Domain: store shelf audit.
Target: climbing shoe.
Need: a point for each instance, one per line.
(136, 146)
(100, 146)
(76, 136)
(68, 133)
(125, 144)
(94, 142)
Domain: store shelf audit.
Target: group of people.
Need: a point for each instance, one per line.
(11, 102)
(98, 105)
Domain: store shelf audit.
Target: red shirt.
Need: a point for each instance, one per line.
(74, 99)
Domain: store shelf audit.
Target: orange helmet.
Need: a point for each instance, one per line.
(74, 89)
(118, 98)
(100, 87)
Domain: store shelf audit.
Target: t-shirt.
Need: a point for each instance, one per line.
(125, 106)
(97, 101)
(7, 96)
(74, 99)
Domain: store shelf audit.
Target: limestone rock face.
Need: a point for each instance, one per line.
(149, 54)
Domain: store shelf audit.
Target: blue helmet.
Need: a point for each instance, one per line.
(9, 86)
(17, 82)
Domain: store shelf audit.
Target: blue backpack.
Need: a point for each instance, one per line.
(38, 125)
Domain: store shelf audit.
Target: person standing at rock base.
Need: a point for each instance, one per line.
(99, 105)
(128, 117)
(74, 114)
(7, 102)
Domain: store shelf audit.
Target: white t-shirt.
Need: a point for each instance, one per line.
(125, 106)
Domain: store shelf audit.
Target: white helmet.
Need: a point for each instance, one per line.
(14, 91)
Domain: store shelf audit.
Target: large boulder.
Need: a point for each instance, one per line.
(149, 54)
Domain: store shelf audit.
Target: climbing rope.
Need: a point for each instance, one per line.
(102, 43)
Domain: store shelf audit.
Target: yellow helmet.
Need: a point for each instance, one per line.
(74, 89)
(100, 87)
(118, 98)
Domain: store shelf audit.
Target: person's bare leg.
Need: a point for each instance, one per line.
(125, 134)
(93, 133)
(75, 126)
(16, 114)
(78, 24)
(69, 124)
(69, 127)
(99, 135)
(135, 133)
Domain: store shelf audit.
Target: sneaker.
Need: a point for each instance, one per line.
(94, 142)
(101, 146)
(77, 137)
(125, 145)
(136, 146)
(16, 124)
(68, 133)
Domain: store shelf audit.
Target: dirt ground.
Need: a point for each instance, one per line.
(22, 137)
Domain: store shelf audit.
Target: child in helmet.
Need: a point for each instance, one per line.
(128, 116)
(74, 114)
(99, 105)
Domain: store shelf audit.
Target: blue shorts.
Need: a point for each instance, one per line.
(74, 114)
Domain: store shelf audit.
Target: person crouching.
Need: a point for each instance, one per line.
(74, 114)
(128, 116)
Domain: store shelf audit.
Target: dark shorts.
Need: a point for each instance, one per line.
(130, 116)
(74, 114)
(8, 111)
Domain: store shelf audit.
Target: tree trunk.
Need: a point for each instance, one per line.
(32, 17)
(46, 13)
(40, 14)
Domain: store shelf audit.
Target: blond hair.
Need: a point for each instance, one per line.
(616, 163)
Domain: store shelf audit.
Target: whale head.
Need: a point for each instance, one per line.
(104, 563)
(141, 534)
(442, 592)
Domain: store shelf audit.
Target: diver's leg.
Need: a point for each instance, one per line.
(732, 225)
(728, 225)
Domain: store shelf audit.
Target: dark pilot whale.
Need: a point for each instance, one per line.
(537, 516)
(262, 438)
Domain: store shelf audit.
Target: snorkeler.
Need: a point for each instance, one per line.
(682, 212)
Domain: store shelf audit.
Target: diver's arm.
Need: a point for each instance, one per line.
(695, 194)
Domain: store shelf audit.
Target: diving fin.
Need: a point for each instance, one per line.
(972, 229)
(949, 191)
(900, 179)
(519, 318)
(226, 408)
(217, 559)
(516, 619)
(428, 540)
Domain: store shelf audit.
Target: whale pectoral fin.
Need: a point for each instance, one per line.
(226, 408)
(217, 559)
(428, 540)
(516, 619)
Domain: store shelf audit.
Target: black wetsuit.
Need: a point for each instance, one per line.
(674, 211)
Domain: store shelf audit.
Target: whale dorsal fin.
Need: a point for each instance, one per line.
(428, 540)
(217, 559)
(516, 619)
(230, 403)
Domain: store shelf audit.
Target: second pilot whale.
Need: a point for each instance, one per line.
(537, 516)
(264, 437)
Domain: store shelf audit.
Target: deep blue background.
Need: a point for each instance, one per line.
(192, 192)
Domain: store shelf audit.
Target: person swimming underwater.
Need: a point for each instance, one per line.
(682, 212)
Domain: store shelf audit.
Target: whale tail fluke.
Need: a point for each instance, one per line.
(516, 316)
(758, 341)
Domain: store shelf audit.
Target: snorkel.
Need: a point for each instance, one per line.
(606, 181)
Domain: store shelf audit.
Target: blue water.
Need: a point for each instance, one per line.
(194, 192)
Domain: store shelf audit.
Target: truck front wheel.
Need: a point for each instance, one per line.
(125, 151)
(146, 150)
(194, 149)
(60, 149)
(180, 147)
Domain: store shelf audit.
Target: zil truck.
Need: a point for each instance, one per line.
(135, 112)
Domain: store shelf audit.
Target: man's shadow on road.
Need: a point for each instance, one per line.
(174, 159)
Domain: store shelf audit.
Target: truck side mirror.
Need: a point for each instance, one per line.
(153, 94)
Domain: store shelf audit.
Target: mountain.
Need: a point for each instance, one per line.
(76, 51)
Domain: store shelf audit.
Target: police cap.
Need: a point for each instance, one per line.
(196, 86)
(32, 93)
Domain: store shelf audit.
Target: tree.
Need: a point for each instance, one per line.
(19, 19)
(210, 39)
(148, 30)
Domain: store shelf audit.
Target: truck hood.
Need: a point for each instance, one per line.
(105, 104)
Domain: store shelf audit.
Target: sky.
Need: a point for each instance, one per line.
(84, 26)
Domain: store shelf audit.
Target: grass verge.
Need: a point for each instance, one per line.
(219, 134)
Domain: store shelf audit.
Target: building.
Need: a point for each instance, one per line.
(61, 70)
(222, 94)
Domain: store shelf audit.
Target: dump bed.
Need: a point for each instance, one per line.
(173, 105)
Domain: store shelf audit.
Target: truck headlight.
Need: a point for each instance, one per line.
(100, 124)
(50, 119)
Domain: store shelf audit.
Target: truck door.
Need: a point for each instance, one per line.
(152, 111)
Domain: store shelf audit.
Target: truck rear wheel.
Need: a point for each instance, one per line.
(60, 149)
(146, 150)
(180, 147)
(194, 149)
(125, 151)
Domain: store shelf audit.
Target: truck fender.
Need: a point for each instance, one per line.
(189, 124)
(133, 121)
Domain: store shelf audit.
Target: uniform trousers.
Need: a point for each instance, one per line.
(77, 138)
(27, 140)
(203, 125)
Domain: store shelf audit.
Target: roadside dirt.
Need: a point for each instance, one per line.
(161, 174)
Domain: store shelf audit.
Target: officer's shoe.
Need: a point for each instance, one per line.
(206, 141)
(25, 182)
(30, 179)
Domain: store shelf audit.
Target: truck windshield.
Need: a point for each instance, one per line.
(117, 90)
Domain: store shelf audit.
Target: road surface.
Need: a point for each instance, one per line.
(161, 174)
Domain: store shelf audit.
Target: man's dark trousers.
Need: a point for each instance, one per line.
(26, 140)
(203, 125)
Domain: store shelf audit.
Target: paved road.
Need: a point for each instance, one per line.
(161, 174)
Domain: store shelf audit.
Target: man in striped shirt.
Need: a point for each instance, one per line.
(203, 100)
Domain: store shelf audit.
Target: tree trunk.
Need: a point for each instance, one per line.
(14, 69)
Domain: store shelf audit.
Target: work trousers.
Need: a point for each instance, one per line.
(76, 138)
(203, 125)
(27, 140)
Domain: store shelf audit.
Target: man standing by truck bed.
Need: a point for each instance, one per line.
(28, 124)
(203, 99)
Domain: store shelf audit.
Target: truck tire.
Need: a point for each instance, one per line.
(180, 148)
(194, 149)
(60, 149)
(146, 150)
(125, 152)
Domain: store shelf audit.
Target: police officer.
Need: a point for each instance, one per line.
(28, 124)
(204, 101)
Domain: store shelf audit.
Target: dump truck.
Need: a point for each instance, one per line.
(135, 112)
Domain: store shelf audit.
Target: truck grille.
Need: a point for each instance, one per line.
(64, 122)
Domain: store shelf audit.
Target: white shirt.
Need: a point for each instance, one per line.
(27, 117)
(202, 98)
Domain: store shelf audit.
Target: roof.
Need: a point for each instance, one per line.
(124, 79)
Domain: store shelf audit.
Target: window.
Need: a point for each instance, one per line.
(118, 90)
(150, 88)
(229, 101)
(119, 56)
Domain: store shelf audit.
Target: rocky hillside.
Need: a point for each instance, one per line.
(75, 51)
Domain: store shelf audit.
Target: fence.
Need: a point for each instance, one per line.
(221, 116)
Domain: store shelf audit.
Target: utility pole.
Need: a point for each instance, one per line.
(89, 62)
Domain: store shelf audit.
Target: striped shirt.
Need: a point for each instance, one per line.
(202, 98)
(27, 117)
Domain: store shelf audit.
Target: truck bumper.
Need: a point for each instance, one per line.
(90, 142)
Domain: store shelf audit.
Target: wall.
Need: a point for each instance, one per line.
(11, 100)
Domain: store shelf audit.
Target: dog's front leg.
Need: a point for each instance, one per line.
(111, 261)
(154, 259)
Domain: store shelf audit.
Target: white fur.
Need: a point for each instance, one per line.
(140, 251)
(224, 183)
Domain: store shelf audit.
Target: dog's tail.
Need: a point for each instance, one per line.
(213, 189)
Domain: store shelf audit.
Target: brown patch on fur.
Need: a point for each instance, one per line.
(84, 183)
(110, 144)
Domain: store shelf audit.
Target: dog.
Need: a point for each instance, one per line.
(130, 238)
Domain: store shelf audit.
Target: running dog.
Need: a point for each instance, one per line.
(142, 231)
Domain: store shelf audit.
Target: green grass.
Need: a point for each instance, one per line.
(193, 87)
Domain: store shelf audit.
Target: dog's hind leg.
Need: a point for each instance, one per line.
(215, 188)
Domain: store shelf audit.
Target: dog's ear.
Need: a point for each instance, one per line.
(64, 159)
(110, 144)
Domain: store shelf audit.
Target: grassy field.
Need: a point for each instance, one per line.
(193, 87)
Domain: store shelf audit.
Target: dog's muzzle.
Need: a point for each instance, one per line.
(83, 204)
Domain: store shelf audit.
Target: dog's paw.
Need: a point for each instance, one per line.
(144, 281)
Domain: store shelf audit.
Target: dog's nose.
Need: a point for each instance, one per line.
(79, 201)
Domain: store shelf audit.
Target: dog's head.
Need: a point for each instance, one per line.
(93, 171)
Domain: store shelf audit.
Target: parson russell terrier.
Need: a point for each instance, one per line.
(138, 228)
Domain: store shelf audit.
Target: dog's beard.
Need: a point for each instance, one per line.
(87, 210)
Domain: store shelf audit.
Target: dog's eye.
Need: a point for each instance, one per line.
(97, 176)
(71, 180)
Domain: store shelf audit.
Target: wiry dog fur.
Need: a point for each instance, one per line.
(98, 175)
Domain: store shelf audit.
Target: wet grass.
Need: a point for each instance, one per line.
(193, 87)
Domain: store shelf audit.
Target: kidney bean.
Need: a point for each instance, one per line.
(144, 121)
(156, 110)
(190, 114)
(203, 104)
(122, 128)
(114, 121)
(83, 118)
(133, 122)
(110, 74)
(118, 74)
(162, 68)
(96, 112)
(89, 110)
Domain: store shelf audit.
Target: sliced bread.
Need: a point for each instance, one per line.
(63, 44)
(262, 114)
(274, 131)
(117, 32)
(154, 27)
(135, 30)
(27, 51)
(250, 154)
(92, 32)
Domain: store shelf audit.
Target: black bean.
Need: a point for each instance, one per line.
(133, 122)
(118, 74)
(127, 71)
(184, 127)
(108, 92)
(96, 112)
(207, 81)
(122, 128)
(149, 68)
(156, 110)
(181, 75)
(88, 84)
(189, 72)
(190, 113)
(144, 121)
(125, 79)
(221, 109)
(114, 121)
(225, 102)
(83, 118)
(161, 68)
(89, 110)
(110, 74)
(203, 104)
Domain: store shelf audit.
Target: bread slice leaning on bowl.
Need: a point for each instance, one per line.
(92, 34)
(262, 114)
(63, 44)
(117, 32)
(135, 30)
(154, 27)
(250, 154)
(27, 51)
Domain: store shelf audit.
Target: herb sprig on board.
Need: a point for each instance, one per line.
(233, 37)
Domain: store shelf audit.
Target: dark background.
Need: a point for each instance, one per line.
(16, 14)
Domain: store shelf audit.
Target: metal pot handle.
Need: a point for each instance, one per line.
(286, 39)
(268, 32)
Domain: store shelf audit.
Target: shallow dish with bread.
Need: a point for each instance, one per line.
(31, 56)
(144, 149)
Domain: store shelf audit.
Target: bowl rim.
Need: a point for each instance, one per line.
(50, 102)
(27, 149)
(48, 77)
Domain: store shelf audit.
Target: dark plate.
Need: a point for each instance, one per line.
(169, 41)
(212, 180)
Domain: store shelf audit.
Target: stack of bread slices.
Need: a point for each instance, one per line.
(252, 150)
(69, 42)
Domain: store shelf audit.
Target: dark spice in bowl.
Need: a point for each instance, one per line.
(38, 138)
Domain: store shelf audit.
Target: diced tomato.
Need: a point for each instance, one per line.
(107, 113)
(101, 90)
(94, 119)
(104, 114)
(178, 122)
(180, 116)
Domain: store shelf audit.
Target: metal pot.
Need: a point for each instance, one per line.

----

→ **REQUIREMENT**
Identify every line in the rows above that contains the string "officer", matching case exactly, and copy each of those lines.

→ **RESULT OF THIS EXERCISE**
Target: officer's shoe.
Target: police officer.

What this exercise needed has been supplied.